# Work instruction:
Output all records exactly, with no images.

[Saved entries]
=====

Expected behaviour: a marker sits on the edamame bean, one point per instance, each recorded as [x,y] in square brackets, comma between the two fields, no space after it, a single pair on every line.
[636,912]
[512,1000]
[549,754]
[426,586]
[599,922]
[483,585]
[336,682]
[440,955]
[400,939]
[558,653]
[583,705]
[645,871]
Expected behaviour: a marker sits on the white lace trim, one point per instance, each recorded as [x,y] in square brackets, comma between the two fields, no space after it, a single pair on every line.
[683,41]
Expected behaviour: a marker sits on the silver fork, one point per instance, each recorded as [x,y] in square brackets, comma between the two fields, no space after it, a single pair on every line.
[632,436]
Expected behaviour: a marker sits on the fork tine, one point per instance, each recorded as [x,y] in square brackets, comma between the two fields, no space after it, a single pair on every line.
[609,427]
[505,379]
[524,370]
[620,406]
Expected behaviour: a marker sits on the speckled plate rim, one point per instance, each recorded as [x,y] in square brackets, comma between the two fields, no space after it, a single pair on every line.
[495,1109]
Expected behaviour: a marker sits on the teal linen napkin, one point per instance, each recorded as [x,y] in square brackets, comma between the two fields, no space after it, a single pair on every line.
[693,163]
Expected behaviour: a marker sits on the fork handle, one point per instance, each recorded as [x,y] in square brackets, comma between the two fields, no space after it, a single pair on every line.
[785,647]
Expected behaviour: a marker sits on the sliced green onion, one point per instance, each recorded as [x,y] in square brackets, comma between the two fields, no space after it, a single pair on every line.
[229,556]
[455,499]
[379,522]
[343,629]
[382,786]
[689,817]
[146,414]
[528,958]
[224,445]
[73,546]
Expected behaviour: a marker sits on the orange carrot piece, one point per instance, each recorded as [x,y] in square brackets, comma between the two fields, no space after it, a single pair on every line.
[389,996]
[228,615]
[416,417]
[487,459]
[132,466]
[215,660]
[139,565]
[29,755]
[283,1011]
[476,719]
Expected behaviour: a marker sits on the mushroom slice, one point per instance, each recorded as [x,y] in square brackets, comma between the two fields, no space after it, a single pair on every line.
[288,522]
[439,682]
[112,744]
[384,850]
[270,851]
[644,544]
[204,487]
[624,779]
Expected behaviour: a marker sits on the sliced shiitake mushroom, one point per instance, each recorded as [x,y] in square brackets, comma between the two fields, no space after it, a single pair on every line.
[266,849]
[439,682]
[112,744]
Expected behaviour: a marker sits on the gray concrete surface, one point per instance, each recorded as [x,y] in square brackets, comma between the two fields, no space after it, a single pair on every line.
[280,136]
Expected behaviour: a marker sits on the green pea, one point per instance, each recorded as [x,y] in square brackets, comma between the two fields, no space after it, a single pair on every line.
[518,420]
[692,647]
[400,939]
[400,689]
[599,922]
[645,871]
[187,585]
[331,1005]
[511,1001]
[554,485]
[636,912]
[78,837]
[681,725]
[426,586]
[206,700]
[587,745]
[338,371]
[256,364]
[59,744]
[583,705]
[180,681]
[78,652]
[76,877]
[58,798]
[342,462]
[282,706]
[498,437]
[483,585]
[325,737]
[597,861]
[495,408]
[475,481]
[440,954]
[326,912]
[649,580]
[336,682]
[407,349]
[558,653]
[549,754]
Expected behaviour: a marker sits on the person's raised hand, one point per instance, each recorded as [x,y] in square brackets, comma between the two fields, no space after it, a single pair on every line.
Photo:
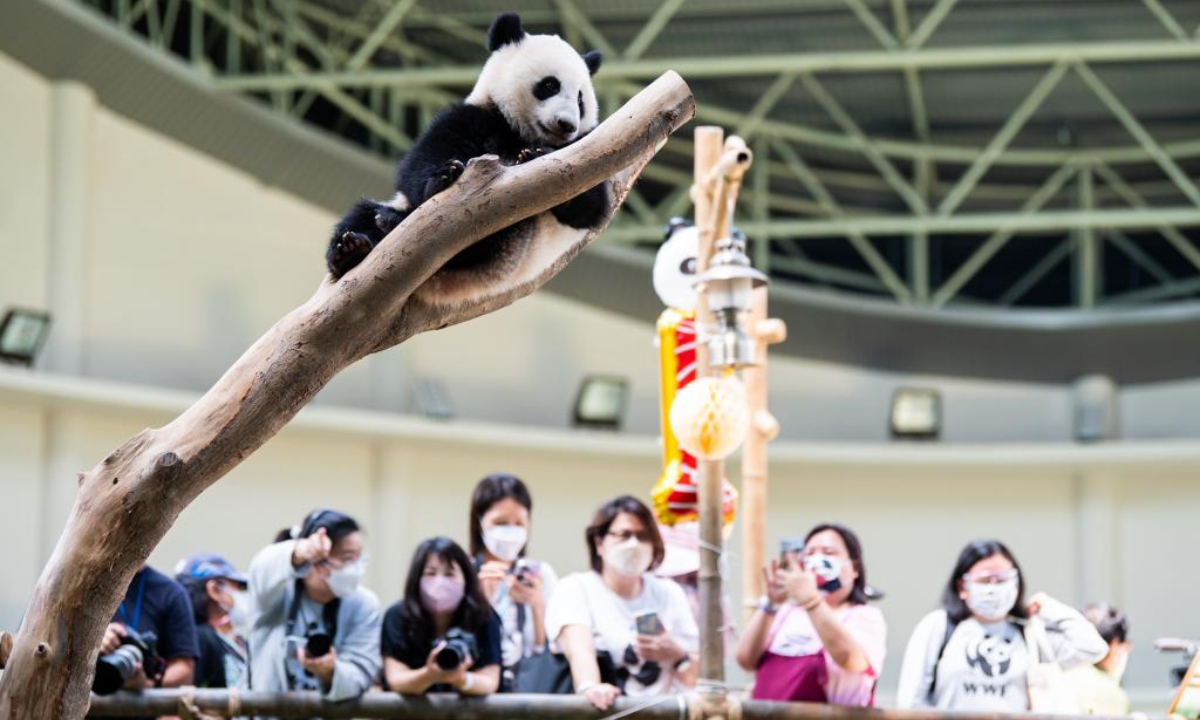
[527,592]
[319,667]
[491,575]
[801,585]
[659,648]
[601,695]
[113,635]
[773,583]
[313,549]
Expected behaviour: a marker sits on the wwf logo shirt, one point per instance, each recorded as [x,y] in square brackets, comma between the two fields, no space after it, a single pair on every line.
[983,665]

=====

# Solution for this task:
Expected behaviour: a marker sits on the edamame bean, one point per instance, each recorded as [x,y] in square brackets, comma between the two fields, no space after it, a single pair on every line.
[636,912]
[512,1000]
[549,754]
[426,586]
[599,922]
[483,585]
[336,682]
[440,955]
[400,939]
[558,653]
[583,705]
[645,871]
Expected behaviour: a marker sits on the white lace trim, one point per instance, each recorded as [x,y] in square brackets, comma between the two fields, no space after it, a single pair on every line.
[683,41]
Expected behaviour: a marker sits on the silver fork, one point per instance, each recorded as [x,y] in square brackets, comma between the two fields, no space after it, a single pair on every line.
[632,436]
Expected behaviour: a marker sits on the fork tine, one point per instance, each recorded as [x,y] in square brackets, comma between the two fields, no space after it, a single pair on every line.
[609,427]
[505,379]
[524,370]
[620,406]
Expected behaviour: a marker sits on the speckled plate rim, one point per instance, each recorded as [x,y] in square brackets, comma between the two fields, no space after it, a single pair on every line.
[495,1109]
Expected behaviour: a marker sits on the teal linen napkin, one point per instance, each recorded as [x,y] in square brackets, comma between the two fields, no space after it, a single pair on every line.
[693,163]
Expected behaviour: a marker sits on the fork handle, one point per instance, each recorded as [x,y] in square brackets, comma between the two fields, no space after it, a single pair on every line.
[785,647]
Expected behaviour: a marker sits on the sliced green onion, one point per instance, each recorded as [x,y] in square brackets, comma between the two fields, no space after it, a single pair on every line.
[229,556]
[455,499]
[379,522]
[343,629]
[382,786]
[689,817]
[146,414]
[528,958]
[224,445]
[73,546]
Expected behaviour: a marker sits on the orange carrot piece, one point per instance, each recorded as [x,y] in square brackets, comma between the two fields, no space after it, a single pair on every line.
[389,996]
[228,615]
[416,417]
[487,459]
[132,466]
[215,660]
[139,565]
[29,755]
[283,1011]
[476,719]
Expected behaviour: a marker sits on the mushroom slice, one point per instance, each recorded as [x,y] in square brackets, comma between the two fields, no space after it, a single pair on every line.
[288,522]
[439,682]
[112,744]
[384,850]
[270,851]
[644,544]
[204,487]
[624,779]
Expected behaviour: a marker sits on the sliced shiitake mushroom, one point per instance, each recorded as [x,y] in square brackets, comma between the two fields, no space after it, a single pair on every line.
[266,849]
[439,682]
[112,744]
Expected behaviour: a marker sits on the gray concrete surface, one point per instance, each recorded as [x,y] in square brackets, comma between the two fields, no space after it, a single pair on every line.
[280,136]
Expected behaviour: a marker sits on the green pea, one point per instance, each recorded as [x,y] in square brackets, comma between the two fields, no space after it, a single pair on every line.
[518,420]
[692,647]
[400,939]
[400,689]
[599,922]
[645,871]
[187,585]
[331,1005]
[511,1001]
[554,485]
[636,912]
[78,837]
[681,725]
[426,586]
[206,700]
[587,745]
[338,371]
[256,364]
[59,744]
[583,705]
[180,681]
[78,652]
[76,877]
[58,798]
[342,462]
[282,706]
[498,437]
[483,585]
[325,737]
[597,861]
[495,408]
[475,481]
[440,954]
[326,912]
[649,580]
[336,682]
[407,349]
[558,653]
[549,754]
Expected behaviour: a marker sits on the person's raised hand, one point per instance, each recorded as [x,y] in square brackets, comma between the two fields, no space after it, a single pair on every line.
Photo:
[527,592]
[319,667]
[491,575]
[801,585]
[659,648]
[601,695]
[113,635]
[773,583]
[313,549]
Expected behaviour: a marker sits on the wwf logo shirt, one point per instance, each recorded as [x,y] in square brackets, comma between the two fields, no space after it, a single pair on every line.
[983,665]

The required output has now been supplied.